Ano novo do barulho!

Ainda faltam muitos minutos pra meia-noite, mas os precoces pipocam foguetes aqui e ali.

Interrompemos o filme que estávamos assistindo e corremos pra varanda. Somos agora o esquadrão de salvamento de cachorras apavoradas. A menorzinha salta pro meu colo e enfia a cabeça debaixo do meu braço, enquanto aliso os pêlos no seu dorso trêmulo e murmuro palavras tranquilizadoras em vão.

Em meio aos fogos enlouquecidos da meia-noite, formulo com os lábios um "feliz ano novo!" dirigido aos poucos humanos em volta e, através da leitura labial, recebo votos semelhantes. Teria abraçado a todos caso não estivesse ocupada tentando tapar os ouvidos da cachorrinha espavorida no meu colo. Mas o meu sorriso abraça cada um.

A sul e a oeste, em meio às árvores circundantes na vizinhança, surgem os fogos de artifício ao longe. Essa é a melhor parte! De todas as cores e formatos, um após o outro anunciam o começo de mais um ano.

A cadelinha, mais calma agora, sai do meu colo e me libera pra subir na mureta, de onde se visualiza melhor o espetáculo. A cada explosão de fagulhas coloridas, nossos "oooohhh" e "aaaahhhh" ecoam o encantamento.

Já está mais do que provado e comprovado que barulho excessivo faz mal pra saúde. Além de causar estresse e, consequentemente, reações no organismo como insônia, irritabilidade, disfunções digestivas e respiratórias, causa a perda gradativa da capacidade auditiva e os muito incômodos zumbidos perenes.

Então eu me pergunto por quê as pessoas insistem em produzir tanto barulho excessivo o ano inteiro, caprichando especialmente nos feriados e dias consagrados à meditação e ao descanso. Por que a demonstração de alegria há de ser tão excessivamente ruidosa? Seria um indício de histeria ou de agressividade? Ou ainda de falta de neurônios, deixando um vazio silencioso dentro da cabeça, que ecoa com a ocorrência dos mais ínfimos e corriqueiros pensamentos, de modo que a pessoa se sinta compelida a preenchê-lo com muitos e altíssimos ruídos externos?

TAREFAS A REALIZAR ->
a: Você pode extrair do texto, sem nenhuma alteração, o trecho que começa em "Então eu me" e segue até "altíssimos ruídos externos?"?
b: Você pode copiar da listagem, sem nenhuma alteração, as linhas que começam na linha com "One point for each instance of the overcast" e seguem até o final da listagem?
A listagem não tem relação nenhuma com o texto.

INFORMAÇÕES EXIBIDAS ->
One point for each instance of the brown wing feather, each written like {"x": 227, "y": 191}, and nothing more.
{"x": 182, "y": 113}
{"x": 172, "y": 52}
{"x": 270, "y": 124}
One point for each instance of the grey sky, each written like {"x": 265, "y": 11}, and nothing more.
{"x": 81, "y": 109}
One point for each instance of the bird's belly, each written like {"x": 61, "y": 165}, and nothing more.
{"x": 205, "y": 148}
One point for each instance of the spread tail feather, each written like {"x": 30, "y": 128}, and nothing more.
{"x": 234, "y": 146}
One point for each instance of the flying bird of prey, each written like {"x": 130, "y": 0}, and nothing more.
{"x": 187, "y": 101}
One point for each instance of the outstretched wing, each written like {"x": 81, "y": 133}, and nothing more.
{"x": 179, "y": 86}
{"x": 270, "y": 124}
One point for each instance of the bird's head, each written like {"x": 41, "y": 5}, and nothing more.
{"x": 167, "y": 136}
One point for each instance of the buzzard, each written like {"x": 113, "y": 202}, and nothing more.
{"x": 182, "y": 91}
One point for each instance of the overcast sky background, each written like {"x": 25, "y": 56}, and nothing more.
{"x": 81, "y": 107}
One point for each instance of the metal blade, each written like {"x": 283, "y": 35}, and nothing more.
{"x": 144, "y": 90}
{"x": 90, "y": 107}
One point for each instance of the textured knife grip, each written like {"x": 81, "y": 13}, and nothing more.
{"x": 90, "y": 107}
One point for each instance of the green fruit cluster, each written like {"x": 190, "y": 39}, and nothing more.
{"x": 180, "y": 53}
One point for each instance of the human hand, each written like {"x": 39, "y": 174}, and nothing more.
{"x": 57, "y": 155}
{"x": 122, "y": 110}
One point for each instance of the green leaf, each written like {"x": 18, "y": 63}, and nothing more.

SOLUÇÕES POR TAREFA ->
a:
Então eu me pergunto por quê as pessoas insistem em produzir tanto barulho excessivo o ano inteiro, caprichando especialmente nos feriados e dias consagrados à meditação e ao descanso. Por que a demonstração de alegria há de ser tão excessivamente ruidosa? Seria um indício de histeria ou de agressividade? Ou ainda de falta de neurônios, deixando um vazio silencioso dentro da cabeça, que ecoa com a ocorrência dos mais ínfimos e corriqueiros pensamentos, de modo que a pessoa se sinta compelida a preenchê-lo com muitos e altíssimos ruídos externos?

b:
One point for each instance of the overcast sky background, each written like {"x": 25, "y": 56}, and nothing more.
{"x": 81, "y": 107}
One point for each instance of the metal blade, each written like {"x": 283, "y": 35}, and nothing more.
{"x": 144, "y": 90}
{"x": 90, "y": 107}
One point for each instance of the textured knife grip, each written like {"x": 81, "y": 13}, and nothing more.
{"x": 90, "y": 107}
One point for each instance of the green fruit cluster, each written like {"x": 190, "y": 39}, and nothing more.
{"x": 180, "y": 53}
One point for each instance of the human hand, each written like {"x": 39, "y": 174}, and nothing more.
{"x": 57, "y": 155}
{"x": 122, "y": 110}
One point for each instance of the green leaf, each written like {"x": 18, "y": 63}, and nothing more.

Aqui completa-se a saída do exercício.